Records

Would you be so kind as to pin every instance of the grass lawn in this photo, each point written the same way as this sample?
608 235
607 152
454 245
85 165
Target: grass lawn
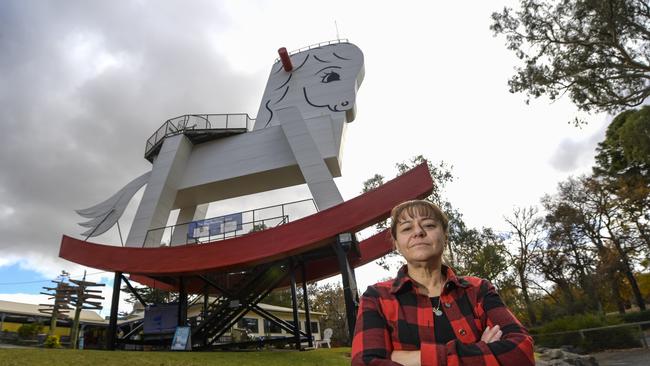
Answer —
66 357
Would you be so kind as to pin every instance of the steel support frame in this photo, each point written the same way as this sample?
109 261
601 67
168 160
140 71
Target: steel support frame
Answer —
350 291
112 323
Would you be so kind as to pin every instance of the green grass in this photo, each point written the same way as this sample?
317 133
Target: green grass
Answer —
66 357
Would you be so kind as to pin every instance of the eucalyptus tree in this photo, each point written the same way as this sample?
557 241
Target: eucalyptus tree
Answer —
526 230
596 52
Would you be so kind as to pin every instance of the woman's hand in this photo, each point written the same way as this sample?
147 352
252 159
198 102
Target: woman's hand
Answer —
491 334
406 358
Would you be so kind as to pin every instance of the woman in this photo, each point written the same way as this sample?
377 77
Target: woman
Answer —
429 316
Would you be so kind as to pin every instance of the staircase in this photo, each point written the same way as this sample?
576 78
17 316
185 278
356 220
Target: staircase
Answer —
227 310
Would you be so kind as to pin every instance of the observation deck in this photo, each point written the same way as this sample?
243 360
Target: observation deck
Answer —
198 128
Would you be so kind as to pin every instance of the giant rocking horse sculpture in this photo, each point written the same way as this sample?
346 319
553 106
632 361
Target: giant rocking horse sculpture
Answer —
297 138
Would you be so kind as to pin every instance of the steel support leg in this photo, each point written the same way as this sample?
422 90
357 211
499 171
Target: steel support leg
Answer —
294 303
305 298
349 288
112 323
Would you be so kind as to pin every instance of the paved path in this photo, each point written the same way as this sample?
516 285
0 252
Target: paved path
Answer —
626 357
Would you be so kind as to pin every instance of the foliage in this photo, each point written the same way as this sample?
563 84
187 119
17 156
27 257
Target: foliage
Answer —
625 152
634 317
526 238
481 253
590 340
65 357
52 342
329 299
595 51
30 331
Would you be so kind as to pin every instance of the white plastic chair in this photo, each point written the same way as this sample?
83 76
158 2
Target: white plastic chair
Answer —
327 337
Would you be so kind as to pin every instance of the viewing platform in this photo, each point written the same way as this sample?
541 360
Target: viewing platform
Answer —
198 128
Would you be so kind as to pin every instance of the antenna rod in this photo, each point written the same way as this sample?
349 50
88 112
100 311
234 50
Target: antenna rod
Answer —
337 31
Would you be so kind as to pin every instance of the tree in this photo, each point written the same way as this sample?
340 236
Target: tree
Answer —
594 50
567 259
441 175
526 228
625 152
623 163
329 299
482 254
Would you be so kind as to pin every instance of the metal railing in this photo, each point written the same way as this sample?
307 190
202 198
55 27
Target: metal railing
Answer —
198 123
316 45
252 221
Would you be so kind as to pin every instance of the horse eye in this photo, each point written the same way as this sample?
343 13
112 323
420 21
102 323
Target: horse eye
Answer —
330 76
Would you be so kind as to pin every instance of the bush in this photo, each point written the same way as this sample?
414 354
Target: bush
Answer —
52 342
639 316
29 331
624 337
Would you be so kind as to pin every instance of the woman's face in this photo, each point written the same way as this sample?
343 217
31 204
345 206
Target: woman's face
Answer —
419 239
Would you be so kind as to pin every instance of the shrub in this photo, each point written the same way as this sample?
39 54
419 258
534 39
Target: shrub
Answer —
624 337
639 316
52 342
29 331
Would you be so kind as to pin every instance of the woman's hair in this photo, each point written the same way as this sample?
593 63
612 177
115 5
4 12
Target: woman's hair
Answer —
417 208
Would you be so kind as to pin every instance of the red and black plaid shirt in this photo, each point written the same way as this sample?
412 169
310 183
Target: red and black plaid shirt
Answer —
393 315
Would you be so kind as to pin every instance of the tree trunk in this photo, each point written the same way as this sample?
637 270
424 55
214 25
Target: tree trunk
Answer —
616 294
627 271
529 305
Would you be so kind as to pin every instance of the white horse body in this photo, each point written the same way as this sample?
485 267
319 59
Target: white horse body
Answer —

Short problem
Rewrite the entire listing above, replacing each "Would you be so kind as to pin" with "Please mark" and changing nothing else. Omit the pictures.

In response
Please mark every instance of the grass lawn in this photo, each point written the same way as this sample?
608 235
607 152
454 245
85 165
Target: grass lawn
Answer —
66 357
Please mark every instance of the steel support frame in this photo, each point written the same way as this sample?
109 261
601 67
168 160
140 71
Target: steel support frame
Answer —
350 291
112 323
Please mark every instance of the green grass in this photo, each point written the same way as this sample?
317 133
Target: green grass
Answer —
66 357
Please mark every instance of the eucalyptus tree in this photo, each point written the same way as this sample?
557 241
Target: eucalyptus tree
Answer —
526 230
596 52
Please mark every instance of the woman's hand in this photo, each point written the same way as this sample?
147 352
252 159
198 102
Target: woman's hand
Answer —
491 334
406 358
Please mark every instance of the woman in this photo, each point written the same way as this sample?
377 77
Target: woman
Answer —
429 316
Please mark every instance of the staircase in this photo, each point written the same way as this sample?
576 78
17 316
185 278
356 220
Target: staircase
Answer —
227 310
Please mark every instance of the observation deck in this photo, each point written the same way as this sample?
243 360
Target: observation deck
Answer —
198 128
Please mark every instance of the giant rocking horse sculpture in this photo, each point written the same way as this sample?
346 319
553 106
632 361
Target: giant rocking horse sculpture
Answer —
297 138
Please mark every instance of the steel support leg in this photo, each point written the same way as this sample?
422 90
357 211
499 171
Target: steel support leg
Answer —
294 303
305 298
349 288
112 323
Please mark every instance of the paved path in this photo, each point written the same way as this sample?
516 285
0 252
Target: paved path
Answer —
626 357
Please mark every instance of the foliage in this photo, each point written the same way as this sample?
563 84
187 119
17 156
27 257
Target: foliage
Answer —
625 152
634 317
526 238
481 253
590 340
65 357
52 342
329 299
595 51
30 331
Please mark every instance of the white plastic chair in this photo, each point written the same way as this sample?
83 76
158 2
Target: white plastic chair
Answer —
327 337
Please mark every instance of the viewing platform in this photo, each point written the same way as this sample?
541 360
Target: viewing platform
Answer —
198 128
Please mark every instance of the antenna rod in this photo, each point written the same way as this sample?
349 50
88 112
100 311
234 50
Target: antenna rod
Answer —
337 31
Please mark every instance of the tree in this photo, each point written the same way as this sample?
340 236
Target: tree
Answer —
594 50
567 259
441 175
526 228
625 152
623 163
329 299
482 254
Please mark every instance of the metal railing in this photo, each point written the same way as this sample?
307 190
202 198
55 27
Target: metal railing
Answer —
198 123
316 45
252 221
Please mark every instance of the horse eye in this photo, each point written the same way as this sample?
343 13
112 323
420 21
102 323
Target: horse eye
Answer —
330 76
Please mark every instance of the bush in this photo, each point written the same way as this sample?
414 354
Target: bush
Answer —
52 342
639 316
29 331
624 337
Please mark every instance of the woman's face in this photo, each point written the same way as this sample?
343 217
31 204
345 206
Target: woman's face
Answer —
419 239
Please mark every instance of the shrub in this photo, each point written the same way as this sample?
39 54
419 258
534 39
Target: shrub
Answer —
624 337
639 316
52 342
29 331
Please mark every instance of the woman's hair in this photo, each point written the same way as this sample?
593 63
612 177
115 5
4 12
Target: woman's hair
Answer —
417 208
Please mark every instance of the red and black plaid shirt in this photo, each point written the same way as this sample?
412 169
310 183
Target: red and black plaid shirt
Answer —
393 315
Please mark every instance of the tree trunk in this photo, each point written the same way as this sample?
637 270
424 55
214 25
Target: tree trunk
Answer —
616 294
627 271
529 305
Please mark every instance of the white horse body in this photo, each point written the same way as this sample?
485 267
319 59
Target: white horse body
Answer —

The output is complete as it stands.